- **EXTRAIT CITÉ**:
● ● ●

Publie le lundi 21 avril 2003 par Open-Publishing

11 Avril 2003

Le mouvement Anti-guerre, où va-t’il ?
Et maintenant ?

par MICHAEL NEUMANN

Quand le mouvement anti-guerre n’a pas empêché la guerre, il a échoué. Les
porte-parole du mouvement le nieront, comme le font les PDG d’une société en
déficit chronique. La défaite les incite à recycler perpétuellement le même
vieux rêve. Ils diront que la bataille vient juste de commencer et comment
VOUS, vous là-bas, avez construit un incroyable mouvement, comment ils ont
été personnellement témoins de telle ou telle scène émouvante. Des plans
très sérieux seront faits pour arrêter cette guerre et une fois de plus nous
entendrons parler des lobbies du Web, des intérêts pétroliers et des
fondamentalistes chrétiens qui dirigent tout. Une fois de plus ils nous
diront de mille et une manières que ces gens sont très mauvais.

● ● ●

- **CONSIGNES**:
**a)** Dans l'article sur le mouvement anti-guerre, à qui l'auteur compare-t-il les porte-parole du mouvement qui nient son échec ?
**b)** Rédigez, s'il vous plaît, la suite de l'article sur le mouvement anti-guerre après sa dernière phrase.

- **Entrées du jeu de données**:
● ● ●

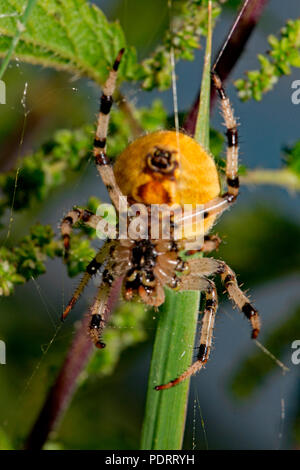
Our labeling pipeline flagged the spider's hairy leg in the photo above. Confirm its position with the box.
[185,235,222,256]
[93,49,124,210]
[221,264,260,339]
[177,71,240,225]
[61,240,115,321]
[88,281,110,349]
[88,258,127,349]
[60,207,102,258]
[212,71,239,198]
[186,258,260,339]
[155,278,218,390]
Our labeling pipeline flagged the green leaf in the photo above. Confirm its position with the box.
[0,0,136,84]
[141,2,212,450]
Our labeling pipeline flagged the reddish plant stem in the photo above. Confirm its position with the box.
[183,0,268,135]
[24,278,122,450]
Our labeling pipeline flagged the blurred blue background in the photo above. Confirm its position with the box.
[0,0,300,449]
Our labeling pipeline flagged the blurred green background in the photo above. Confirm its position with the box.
[0,0,300,449]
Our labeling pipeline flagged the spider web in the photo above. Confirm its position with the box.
[1,0,298,456]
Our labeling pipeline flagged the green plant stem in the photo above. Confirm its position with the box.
[142,290,200,450]
[141,1,212,450]
[0,0,37,80]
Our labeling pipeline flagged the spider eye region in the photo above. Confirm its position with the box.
[146,147,178,174]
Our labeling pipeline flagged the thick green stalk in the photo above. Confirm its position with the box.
[142,1,212,450]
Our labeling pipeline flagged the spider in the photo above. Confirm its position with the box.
[61,49,260,390]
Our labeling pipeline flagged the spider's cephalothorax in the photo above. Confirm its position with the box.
[116,240,183,307]
[61,50,260,390]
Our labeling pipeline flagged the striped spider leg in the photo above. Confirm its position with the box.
[182,71,239,228]
[61,49,128,330]
[155,258,260,390]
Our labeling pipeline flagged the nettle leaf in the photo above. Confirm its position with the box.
[0,0,136,84]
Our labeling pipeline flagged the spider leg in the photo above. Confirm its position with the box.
[155,278,218,390]
[93,49,124,210]
[221,264,260,339]
[186,258,260,339]
[88,274,114,349]
[212,71,239,199]
[61,241,115,321]
[60,207,102,257]
[88,255,127,349]
[185,235,222,256]
[177,71,239,228]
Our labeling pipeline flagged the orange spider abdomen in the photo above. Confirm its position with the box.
[114,131,220,232]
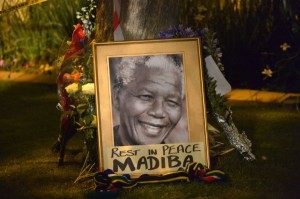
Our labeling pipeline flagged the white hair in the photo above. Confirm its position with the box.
[111,55,184,97]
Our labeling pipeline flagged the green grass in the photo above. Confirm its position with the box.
[0,82,300,199]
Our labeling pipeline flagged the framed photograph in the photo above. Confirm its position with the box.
[93,38,210,176]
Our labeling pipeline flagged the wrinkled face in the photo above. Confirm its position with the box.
[118,67,183,145]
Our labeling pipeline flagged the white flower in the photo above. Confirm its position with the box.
[82,83,95,95]
[65,83,78,94]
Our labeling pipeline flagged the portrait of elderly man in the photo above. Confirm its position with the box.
[109,54,188,146]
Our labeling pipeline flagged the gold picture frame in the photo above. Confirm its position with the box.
[93,38,210,176]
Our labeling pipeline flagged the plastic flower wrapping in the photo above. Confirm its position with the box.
[52,0,97,168]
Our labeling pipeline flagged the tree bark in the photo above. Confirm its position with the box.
[95,0,114,42]
[120,0,182,40]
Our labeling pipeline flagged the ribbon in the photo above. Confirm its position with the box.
[94,162,226,192]
[0,0,47,14]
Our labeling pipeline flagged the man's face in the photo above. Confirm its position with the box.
[118,69,183,145]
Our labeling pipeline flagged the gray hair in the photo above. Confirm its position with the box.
[110,54,184,98]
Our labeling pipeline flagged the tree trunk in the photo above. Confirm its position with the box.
[95,0,113,42]
[95,0,184,42]
[120,0,182,40]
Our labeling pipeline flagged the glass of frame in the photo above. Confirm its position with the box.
[93,38,210,176]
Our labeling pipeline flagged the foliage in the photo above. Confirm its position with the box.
[181,0,300,92]
[0,0,83,70]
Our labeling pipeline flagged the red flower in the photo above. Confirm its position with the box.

● ● ●

- **CORRIGÉ**:
**a)** Aux PDG d'une société en déficit chronique.

**b)**
Tout de même, nous ne participons pas ici à une fête d’anniversaire pour
petits enfants : cela ne nous aide pas de croire que nous sommes tous des
gagnants. Si je tente d’empêcher un meurtre et que le meurtre a lieu, je ne
suis pas supposé m’auto-congratuler. C’est pareil lorsqu’il s’agit de
meurtres multiples perpétrés par des Etats. Ce n’est pas la fierté de ce que
j’ai "accompli" mais la culpabilité et la honte qui devrait être la réponse
la plus appropriée. Actuellement dans la gauche, ce genre de "réponse" et
même la notion qu’il s’agit avant tout d’atteindre ses objectifs, reste
pratiquement inconnue.

De même que beaucoup d’autres, j’ai plus ou moins pensé que les
manifestations pourraient renverser la vapeur. Maintenant, à la réflection,
je me demande si le mouvement de protestation a vraiment tenté de réussir .
Moi j’ai tenté, vraiment très fort, de m’opposer à la guerre, mais ce n’est
pas la même chose.

Je n’essaie pas de couper les cheveux en quatre. Pour ses organisateurs et
ses participants, les manifestations anti-guerre ne faisaient pas partie
d’une quelconque séquence imaginaire d’évènements menant au revirement de la
politique US. On imaginait simplement que c’était du domaine du possible.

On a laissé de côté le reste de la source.